#### Available records

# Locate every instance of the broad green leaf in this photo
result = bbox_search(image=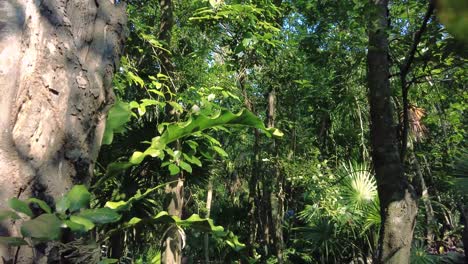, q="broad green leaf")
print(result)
[159,109,282,145]
[130,151,145,164]
[126,217,142,226]
[213,146,228,157]
[98,109,282,183]
[179,161,192,173]
[0,210,21,221]
[78,208,121,224]
[64,220,86,233]
[67,185,91,212]
[183,153,202,167]
[70,216,95,231]
[21,214,62,240]
[0,236,28,246]
[102,101,132,145]
[27,198,52,214]
[9,198,33,217]
[177,214,225,236]
[105,201,127,210]
[144,148,164,159]
[168,164,180,175]
[55,196,70,214]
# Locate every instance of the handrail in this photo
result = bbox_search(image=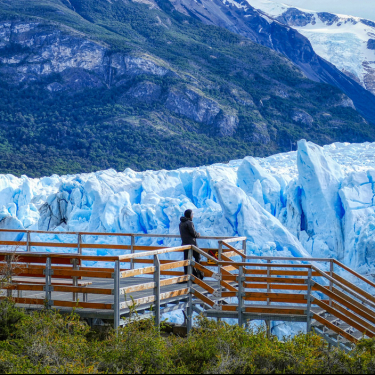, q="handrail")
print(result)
[333,259,375,289]
[118,245,190,261]
[0,228,239,240]
[245,255,332,262]
[312,265,375,310]
[3,237,375,347]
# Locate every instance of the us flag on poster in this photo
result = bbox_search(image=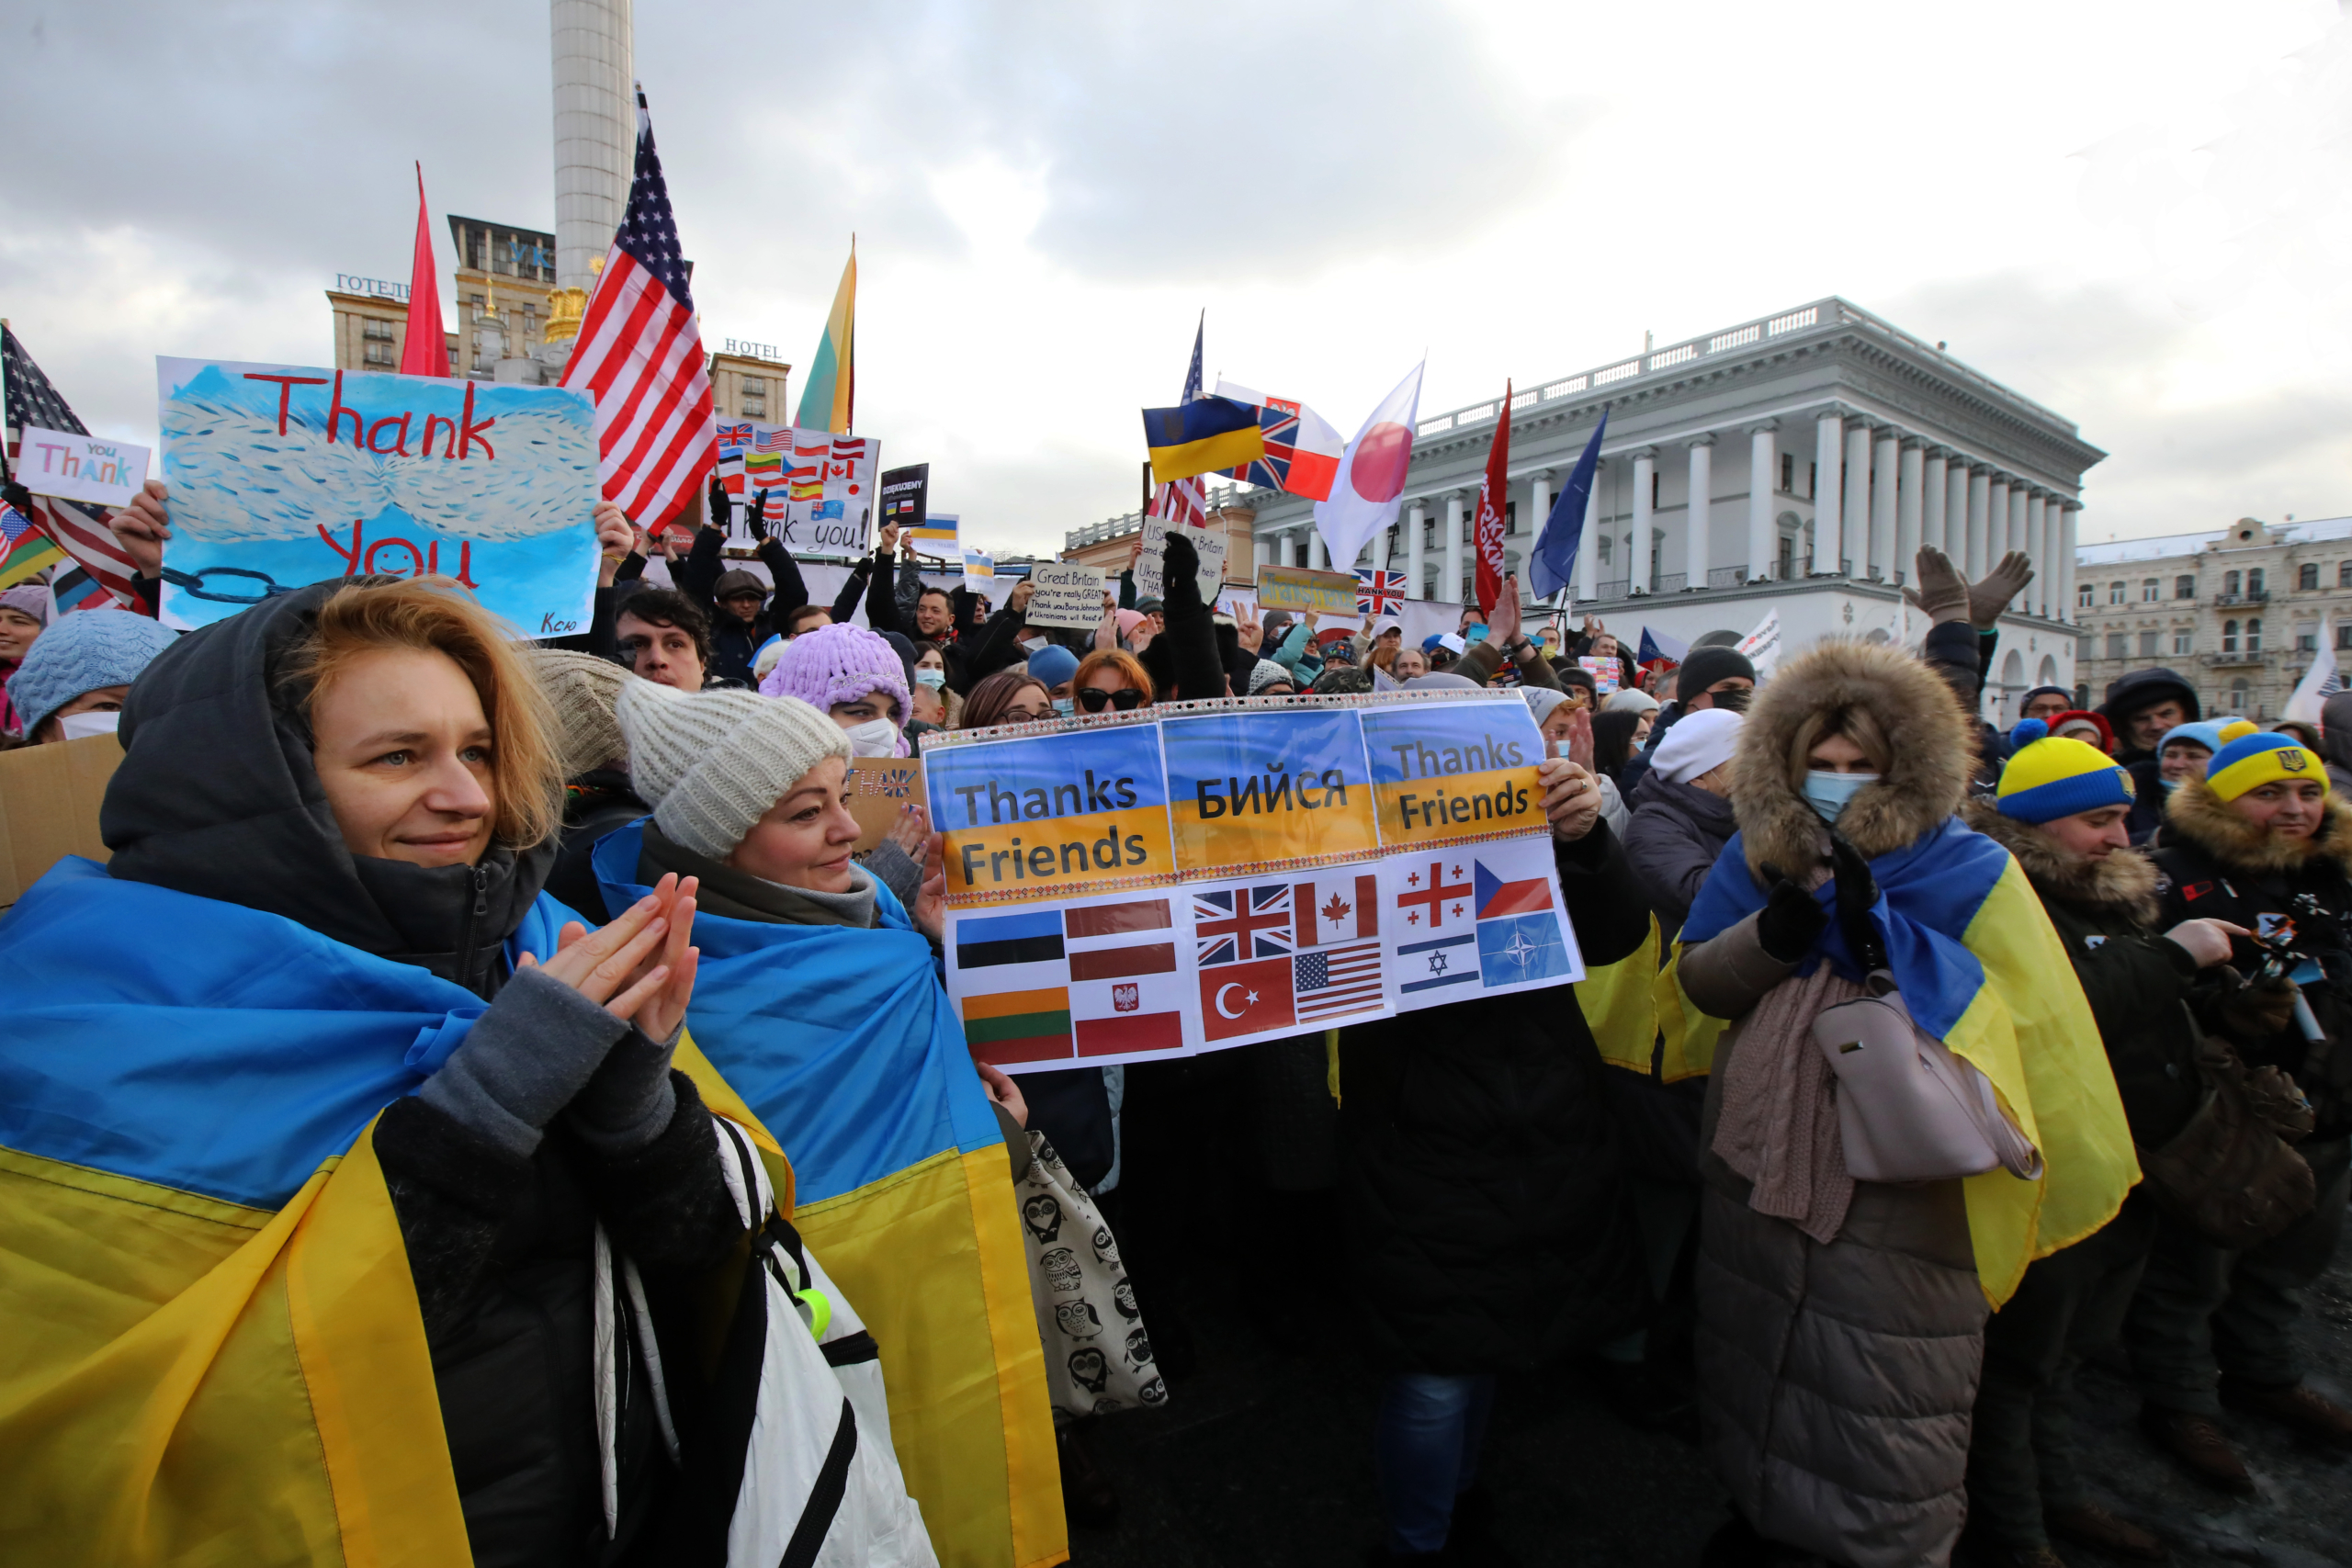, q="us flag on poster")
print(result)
[1290,869,1388,1025]
[560,91,717,528]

########

**Your instructions:**
Which lines of the records above contain the word "this"? Show each of them.

**Task solution:**
# Locate every instance of the broad green leaf in this photo
# Locate every instance of the handrail in this photo
# Locate every instance of the us flag on poster in this photo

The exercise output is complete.